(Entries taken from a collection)
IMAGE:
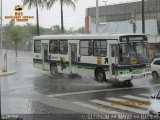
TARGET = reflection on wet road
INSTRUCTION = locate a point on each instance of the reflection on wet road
(34, 91)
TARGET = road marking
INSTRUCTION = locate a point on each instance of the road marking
(133, 103)
(108, 104)
(146, 95)
(97, 108)
(136, 98)
(102, 90)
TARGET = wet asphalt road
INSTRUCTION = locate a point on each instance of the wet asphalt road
(32, 91)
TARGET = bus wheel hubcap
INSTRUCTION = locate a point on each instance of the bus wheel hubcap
(100, 76)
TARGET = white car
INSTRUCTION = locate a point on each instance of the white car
(155, 67)
(154, 109)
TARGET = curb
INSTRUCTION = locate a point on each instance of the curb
(8, 73)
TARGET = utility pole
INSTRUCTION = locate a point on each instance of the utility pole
(143, 18)
(1, 27)
(1, 18)
(105, 2)
(97, 17)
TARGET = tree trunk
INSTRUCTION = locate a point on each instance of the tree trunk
(37, 15)
(62, 26)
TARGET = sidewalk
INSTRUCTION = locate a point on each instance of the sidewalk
(7, 73)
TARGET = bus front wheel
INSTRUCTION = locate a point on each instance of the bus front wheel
(53, 69)
(100, 75)
(155, 75)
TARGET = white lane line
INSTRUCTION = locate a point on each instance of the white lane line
(108, 104)
(97, 108)
(136, 98)
(130, 103)
(145, 95)
(102, 90)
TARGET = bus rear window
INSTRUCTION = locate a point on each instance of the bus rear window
(86, 47)
(37, 46)
(63, 47)
(100, 48)
(53, 47)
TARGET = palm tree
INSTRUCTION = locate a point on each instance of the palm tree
(71, 3)
(37, 4)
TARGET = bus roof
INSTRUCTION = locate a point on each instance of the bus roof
(82, 36)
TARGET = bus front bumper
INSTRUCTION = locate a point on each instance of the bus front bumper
(141, 75)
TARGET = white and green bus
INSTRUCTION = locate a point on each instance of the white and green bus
(107, 57)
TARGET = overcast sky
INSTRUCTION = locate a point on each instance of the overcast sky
(51, 17)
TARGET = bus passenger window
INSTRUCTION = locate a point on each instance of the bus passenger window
(37, 46)
(53, 47)
(86, 47)
(63, 47)
(100, 48)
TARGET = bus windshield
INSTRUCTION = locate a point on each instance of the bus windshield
(133, 53)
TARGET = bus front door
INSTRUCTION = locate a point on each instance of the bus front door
(73, 58)
(113, 61)
(45, 65)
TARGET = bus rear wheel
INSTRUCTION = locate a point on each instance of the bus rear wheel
(53, 69)
(100, 75)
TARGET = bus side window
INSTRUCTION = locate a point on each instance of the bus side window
(63, 47)
(100, 48)
(54, 47)
(37, 46)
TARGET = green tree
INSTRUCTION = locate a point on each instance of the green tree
(56, 29)
(71, 3)
(37, 4)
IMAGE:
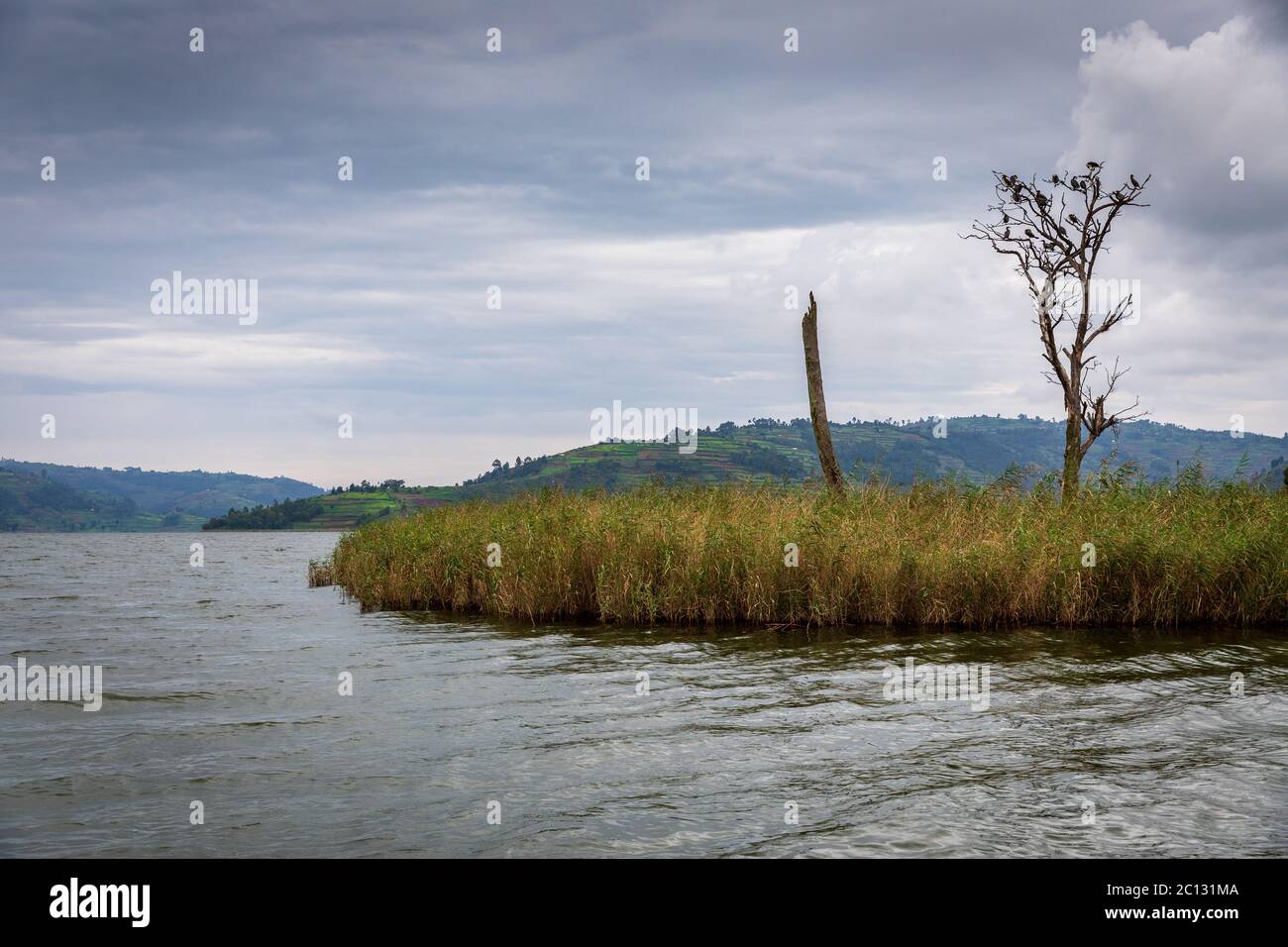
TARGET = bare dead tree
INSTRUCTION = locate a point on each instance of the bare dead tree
(816, 405)
(1056, 239)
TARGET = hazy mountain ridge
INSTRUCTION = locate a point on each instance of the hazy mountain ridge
(974, 449)
(155, 499)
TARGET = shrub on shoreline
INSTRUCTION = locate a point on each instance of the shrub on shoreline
(935, 554)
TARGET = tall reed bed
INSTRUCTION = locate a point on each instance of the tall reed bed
(936, 554)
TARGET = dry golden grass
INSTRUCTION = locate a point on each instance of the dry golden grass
(936, 554)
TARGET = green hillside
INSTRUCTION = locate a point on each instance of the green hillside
(30, 502)
(31, 496)
(974, 449)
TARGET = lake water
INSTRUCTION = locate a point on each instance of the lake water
(223, 688)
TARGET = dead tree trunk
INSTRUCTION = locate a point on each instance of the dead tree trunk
(816, 405)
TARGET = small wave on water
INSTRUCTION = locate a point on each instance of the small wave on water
(314, 729)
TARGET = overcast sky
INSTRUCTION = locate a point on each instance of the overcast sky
(518, 169)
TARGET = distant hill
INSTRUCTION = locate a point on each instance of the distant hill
(35, 496)
(977, 449)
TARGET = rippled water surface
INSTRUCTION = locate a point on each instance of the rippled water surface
(222, 686)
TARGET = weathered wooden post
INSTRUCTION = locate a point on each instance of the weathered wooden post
(816, 405)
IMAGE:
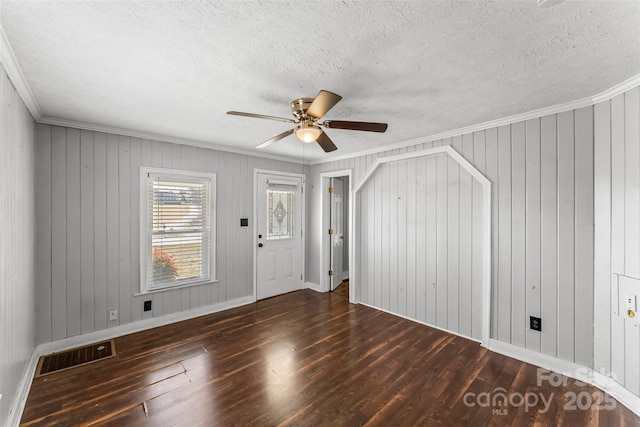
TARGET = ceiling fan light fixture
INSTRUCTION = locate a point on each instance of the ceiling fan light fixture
(307, 132)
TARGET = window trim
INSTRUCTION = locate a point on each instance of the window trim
(146, 236)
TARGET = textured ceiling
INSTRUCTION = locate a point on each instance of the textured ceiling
(175, 68)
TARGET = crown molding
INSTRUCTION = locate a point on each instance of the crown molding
(11, 67)
(160, 138)
(540, 112)
(617, 89)
(10, 64)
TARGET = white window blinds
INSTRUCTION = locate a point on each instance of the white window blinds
(179, 212)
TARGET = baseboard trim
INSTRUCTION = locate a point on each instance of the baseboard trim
(422, 323)
(570, 369)
(15, 413)
(20, 398)
(314, 287)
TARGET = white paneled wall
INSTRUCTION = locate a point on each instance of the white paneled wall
(617, 233)
(17, 242)
(542, 233)
(88, 236)
(418, 217)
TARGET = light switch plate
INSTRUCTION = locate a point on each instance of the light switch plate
(630, 302)
(628, 291)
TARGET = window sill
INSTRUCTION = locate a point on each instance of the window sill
(173, 288)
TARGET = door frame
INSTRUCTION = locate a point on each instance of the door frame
(325, 208)
(254, 227)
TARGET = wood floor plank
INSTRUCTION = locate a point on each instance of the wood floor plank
(304, 359)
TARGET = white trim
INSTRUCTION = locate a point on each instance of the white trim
(162, 138)
(7, 58)
(422, 323)
(17, 408)
(325, 212)
(302, 178)
(314, 287)
(11, 67)
(541, 112)
(20, 399)
(617, 89)
(569, 369)
(486, 235)
(145, 236)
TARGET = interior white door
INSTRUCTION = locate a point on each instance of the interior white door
(337, 232)
(279, 240)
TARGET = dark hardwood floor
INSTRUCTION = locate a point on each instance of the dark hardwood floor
(305, 359)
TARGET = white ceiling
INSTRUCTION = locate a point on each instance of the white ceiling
(174, 68)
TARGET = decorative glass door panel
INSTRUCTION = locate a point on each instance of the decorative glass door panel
(280, 214)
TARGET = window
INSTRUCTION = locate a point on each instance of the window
(177, 219)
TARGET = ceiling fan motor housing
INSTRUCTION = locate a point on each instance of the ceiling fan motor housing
(300, 106)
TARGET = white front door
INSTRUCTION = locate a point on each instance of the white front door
(279, 234)
(337, 232)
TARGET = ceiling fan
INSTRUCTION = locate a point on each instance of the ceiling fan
(307, 113)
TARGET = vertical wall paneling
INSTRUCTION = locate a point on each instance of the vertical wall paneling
(549, 235)
(442, 241)
(566, 236)
(411, 239)
(58, 233)
(100, 230)
(87, 292)
(396, 287)
(73, 233)
(584, 235)
(434, 237)
(125, 183)
(617, 232)
(377, 246)
(565, 215)
(478, 159)
(113, 225)
(134, 235)
(518, 234)
(632, 230)
(17, 244)
(602, 237)
(88, 251)
(466, 254)
(491, 172)
(453, 243)
(503, 274)
(532, 233)
(387, 240)
(431, 239)
(43, 232)
(421, 244)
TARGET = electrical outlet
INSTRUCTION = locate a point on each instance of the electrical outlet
(535, 323)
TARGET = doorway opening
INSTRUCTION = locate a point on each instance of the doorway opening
(336, 225)
(278, 233)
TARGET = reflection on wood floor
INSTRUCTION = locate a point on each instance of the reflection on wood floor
(306, 358)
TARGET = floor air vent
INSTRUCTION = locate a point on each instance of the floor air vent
(75, 357)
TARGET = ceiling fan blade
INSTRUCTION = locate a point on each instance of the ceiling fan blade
(323, 103)
(260, 116)
(325, 142)
(276, 138)
(365, 126)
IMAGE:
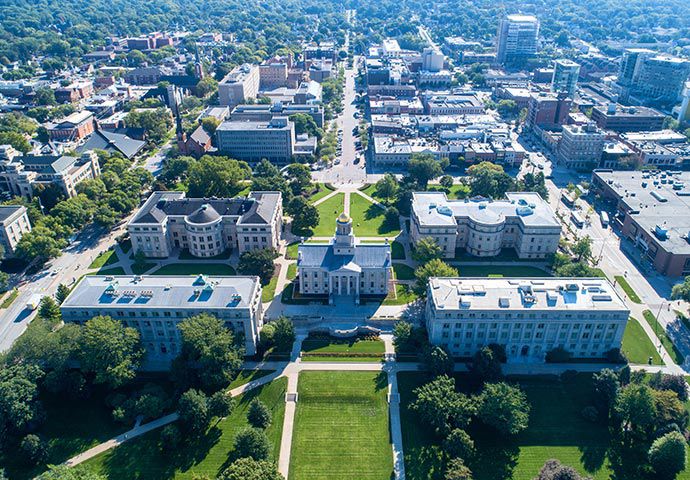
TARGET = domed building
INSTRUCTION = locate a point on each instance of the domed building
(343, 267)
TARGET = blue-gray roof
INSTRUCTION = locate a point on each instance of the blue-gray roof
(315, 255)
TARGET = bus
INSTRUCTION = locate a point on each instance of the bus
(577, 219)
(604, 217)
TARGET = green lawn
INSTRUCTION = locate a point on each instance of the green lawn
(369, 220)
(403, 296)
(397, 251)
(341, 427)
(269, 291)
(403, 272)
(501, 271)
(675, 354)
(9, 298)
(342, 348)
(71, 427)
(627, 289)
(142, 459)
(556, 430)
(195, 269)
(328, 212)
(637, 346)
(292, 271)
(105, 258)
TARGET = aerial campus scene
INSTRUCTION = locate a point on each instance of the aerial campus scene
(344, 240)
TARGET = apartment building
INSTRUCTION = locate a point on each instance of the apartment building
(240, 84)
(529, 317)
(254, 141)
(523, 222)
(14, 223)
(155, 306)
(20, 174)
(565, 75)
(517, 38)
(206, 227)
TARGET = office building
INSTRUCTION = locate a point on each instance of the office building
(565, 75)
(14, 223)
(21, 174)
(652, 211)
(156, 305)
(528, 317)
(241, 84)
(523, 222)
(581, 146)
(517, 38)
(206, 227)
(344, 267)
(254, 141)
(621, 119)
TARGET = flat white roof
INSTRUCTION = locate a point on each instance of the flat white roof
(524, 294)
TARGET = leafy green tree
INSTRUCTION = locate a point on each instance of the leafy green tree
(433, 268)
(504, 408)
(220, 404)
(489, 180)
(423, 167)
(209, 354)
(667, 455)
(194, 412)
(458, 444)
(252, 443)
(258, 262)
(387, 187)
(216, 177)
(426, 250)
(258, 415)
(457, 470)
(110, 351)
(250, 469)
(284, 334)
(441, 407)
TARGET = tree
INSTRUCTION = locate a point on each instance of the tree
(250, 469)
(681, 291)
(433, 268)
(34, 449)
(258, 415)
(304, 215)
(258, 262)
(458, 444)
(62, 292)
(194, 412)
(423, 167)
(606, 386)
(489, 180)
(252, 443)
(216, 177)
(220, 404)
(582, 248)
(387, 187)
(457, 470)
(554, 470)
(284, 334)
(667, 455)
(504, 408)
(427, 249)
(438, 361)
(486, 365)
(209, 356)
(110, 351)
(49, 310)
(439, 405)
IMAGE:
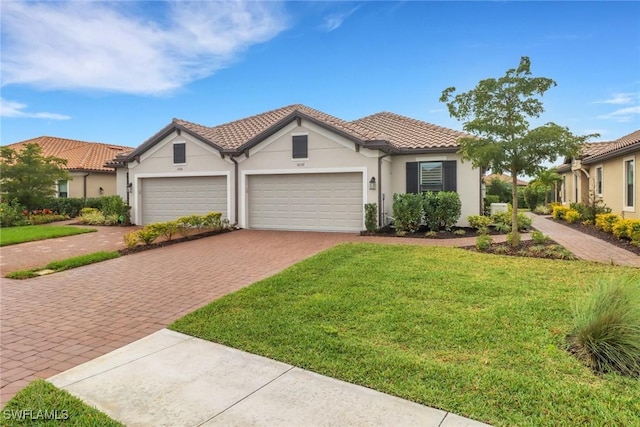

* **EXERCISE PROMPT**
List every line above that contains the word "tall", copying each one in full.

* **SOLUTION TO THIS EXERCISE**
TARGET = tall reed bed
INSTRUCTION = locate a point on each instance of the tall reed bed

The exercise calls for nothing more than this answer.